→ **GIVEN REQUEST**
Copy the listing below word for word, from its first line to its last.

— BEGIN DATASET RECORDS —

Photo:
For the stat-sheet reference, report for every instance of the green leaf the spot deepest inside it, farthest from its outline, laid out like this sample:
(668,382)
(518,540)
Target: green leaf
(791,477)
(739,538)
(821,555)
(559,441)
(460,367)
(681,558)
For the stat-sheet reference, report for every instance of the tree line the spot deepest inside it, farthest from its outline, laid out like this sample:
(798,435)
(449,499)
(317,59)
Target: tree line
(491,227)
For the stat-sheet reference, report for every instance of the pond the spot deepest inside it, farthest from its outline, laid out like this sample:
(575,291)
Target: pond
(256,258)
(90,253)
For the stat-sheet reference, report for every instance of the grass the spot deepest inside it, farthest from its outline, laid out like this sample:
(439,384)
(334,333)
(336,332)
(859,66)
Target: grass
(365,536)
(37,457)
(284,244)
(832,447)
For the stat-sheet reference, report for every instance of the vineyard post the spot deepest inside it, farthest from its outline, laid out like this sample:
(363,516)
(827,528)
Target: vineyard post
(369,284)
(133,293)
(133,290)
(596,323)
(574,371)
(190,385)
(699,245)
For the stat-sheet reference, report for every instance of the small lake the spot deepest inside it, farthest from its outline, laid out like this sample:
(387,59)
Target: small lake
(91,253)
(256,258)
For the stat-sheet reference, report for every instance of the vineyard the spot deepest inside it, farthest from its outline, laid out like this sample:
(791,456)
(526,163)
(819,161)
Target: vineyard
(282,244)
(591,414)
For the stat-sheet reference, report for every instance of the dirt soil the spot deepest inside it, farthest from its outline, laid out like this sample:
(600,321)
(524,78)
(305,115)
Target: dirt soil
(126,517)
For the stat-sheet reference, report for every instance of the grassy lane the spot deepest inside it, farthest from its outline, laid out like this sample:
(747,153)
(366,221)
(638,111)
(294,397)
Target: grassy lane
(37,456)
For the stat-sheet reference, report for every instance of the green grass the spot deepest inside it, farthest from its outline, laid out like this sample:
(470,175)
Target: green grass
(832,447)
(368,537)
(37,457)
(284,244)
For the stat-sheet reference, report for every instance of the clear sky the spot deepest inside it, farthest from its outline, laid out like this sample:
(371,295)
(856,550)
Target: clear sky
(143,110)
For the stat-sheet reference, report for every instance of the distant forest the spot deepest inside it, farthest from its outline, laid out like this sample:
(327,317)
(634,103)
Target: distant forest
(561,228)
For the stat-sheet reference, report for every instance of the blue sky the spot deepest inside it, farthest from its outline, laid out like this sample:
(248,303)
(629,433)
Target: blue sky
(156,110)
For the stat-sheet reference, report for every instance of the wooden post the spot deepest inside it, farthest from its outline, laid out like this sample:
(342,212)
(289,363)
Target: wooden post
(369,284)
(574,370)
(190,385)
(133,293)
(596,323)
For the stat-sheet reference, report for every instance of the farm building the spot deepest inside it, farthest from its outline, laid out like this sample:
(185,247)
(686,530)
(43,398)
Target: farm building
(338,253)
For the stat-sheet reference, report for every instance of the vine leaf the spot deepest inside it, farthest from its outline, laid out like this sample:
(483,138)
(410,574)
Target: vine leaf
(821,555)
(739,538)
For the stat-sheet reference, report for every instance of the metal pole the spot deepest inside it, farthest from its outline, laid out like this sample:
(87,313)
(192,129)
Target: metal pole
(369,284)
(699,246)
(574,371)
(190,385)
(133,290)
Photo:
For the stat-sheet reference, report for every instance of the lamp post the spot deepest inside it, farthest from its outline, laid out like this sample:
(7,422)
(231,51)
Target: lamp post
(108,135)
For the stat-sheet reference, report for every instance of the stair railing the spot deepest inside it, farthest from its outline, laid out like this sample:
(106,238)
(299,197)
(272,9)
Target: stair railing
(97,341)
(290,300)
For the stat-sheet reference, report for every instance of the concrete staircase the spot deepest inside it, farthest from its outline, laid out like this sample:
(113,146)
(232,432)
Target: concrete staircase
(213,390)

— END DATASET RECORDS —

→ **EXERCISE OUTPUT**
Photo:
For the stat-sheet reference, report for every instance of the green leaf the spot deepest inside it, farthest from its outline, laid out like this sample:
(668,382)
(518,540)
Target: green leaf
(791,477)
(739,538)
(821,555)
(559,441)
(460,367)
(681,558)
For the stat-sheet reference, report for every instance of the tree line the spot deepest inside it, farthest from its outline, laid out like this sample:
(798,435)
(449,499)
(317,59)
Target: tree line
(491,227)
For the stat-sheet reference, report for every instance of the pond the spot deepest inside it, farthest from its outline, laid out like this sample:
(575,291)
Target: pond
(256,258)
(90,253)
For the stat-sheet reference, report for every instance of the grass the spot deepest inside it, farthest from its outline, laid out like this sample:
(439,384)
(334,333)
(336,332)
(859,66)
Target: grass
(365,536)
(37,457)
(284,244)
(832,447)
For the stat-sheet reference, report for every instance of the vineyard post the spot deepest inside it, farthest from its outline, laid out like this sample:
(363,516)
(827,528)
Target: vineyard post
(369,284)
(133,293)
(133,290)
(596,323)
(574,371)
(190,385)
(699,245)
For the stat-sheet reference, report for every instance of the small lake the spot deepest inside it, farthest from its outline, laid out like this sample:
(387,59)
Target: small lake
(91,253)
(256,258)
For the stat-sheet reference, report for every instance of the vineyard the spot deepest inside it, farthest from its outline, laid out like this sample:
(791,456)
(526,163)
(819,161)
Target: vineyard
(282,244)
(591,414)
For the stat-sheet reference, report for every instance of the dirt soil the spot deepest inside it, farthest from its outline, laid out like this sample:
(600,321)
(524,78)
(305,115)
Target: dirt soil
(126,517)
For the stat-sheet reference, report for every instance of the grassy lane the spot deepest inside it, farthest from its outline, laid out like this sample:
(747,153)
(366,221)
(638,111)
(294,397)
Target: grassy lane
(37,456)
For the stat-sheet reference, report for every instance of the green grass the spot deepest inside it, farthest from its outline, laid out like this sample:
(470,175)
Target: green grass
(832,447)
(368,537)
(37,457)
(284,244)
For the stat-sheet reference, report for every instance of the clear sky the spot deepest inside it, farthest from its outline, laid out like this sample:
(371,295)
(856,550)
Target: clear sky
(143,110)
For the stat-sheet reference, report for every instance of the distant forest the spot deepest inside it, farthest from its outline, laid out like this sample:
(327,317)
(634,103)
Target: distant forest
(561,228)
For the stat-sheet reference, report for every instance of the blue sky the spot deepest inside it, farthest from its outline, laid out like this sample:
(248,303)
(629,433)
Target: blue sky
(156,110)
For the stat-sheet reference, report for every instance of the wooden post the spot deepest inside it, farthest from its outline, laid out like this sample:
(342,212)
(289,363)
Target: wooden post
(369,284)
(574,370)
(190,385)
(133,293)
(596,323)
For the stat-sheet reference, report for every instance of the farm building the spot deepest inside it, farthest from its outline, laid out like this sample:
(185,247)
(686,530)
(43,398)
Target: farm building
(338,253)
For the stat-sheet reference, report for every instance of the vine leaf the spot deepest inside it, farthest from its outline, laid out like this sample:
(483,138)
(410,574)
Target: vine leaf
(821,555)
(739,538)
For the stat-sheet reference, report for every instance of the metal pole the spot deepest inside it, farthest from its outline, laid out like this sample:
(87,313)
(192,129)
Target: metal pole
(369,284)
(699,246)
(574,371)
(190,385)
(133,290)
Photo:
For the stat-sheet reference, report for every instance of the lamp post the spot deepest inside it, farthest from its outline, laid out like this sample:
(7,422)
(231,51)
Target: lamp post
(108,135)
For the stat-sheet reference, report for every instance of the stair railing the spot deepest inside it, farthest from its outline, laid out like this sample:
(106,238)
(299,197)
(272,9)
Target: stair railing
(97,341)
(290,300)
For the stat-sheet reference, report for every instance of the concrete staircase the spot deepest inside it, farthest from its outline, laid out like this sample:
(113,146)
(232,432)
Target: concrete staircase
(213,390)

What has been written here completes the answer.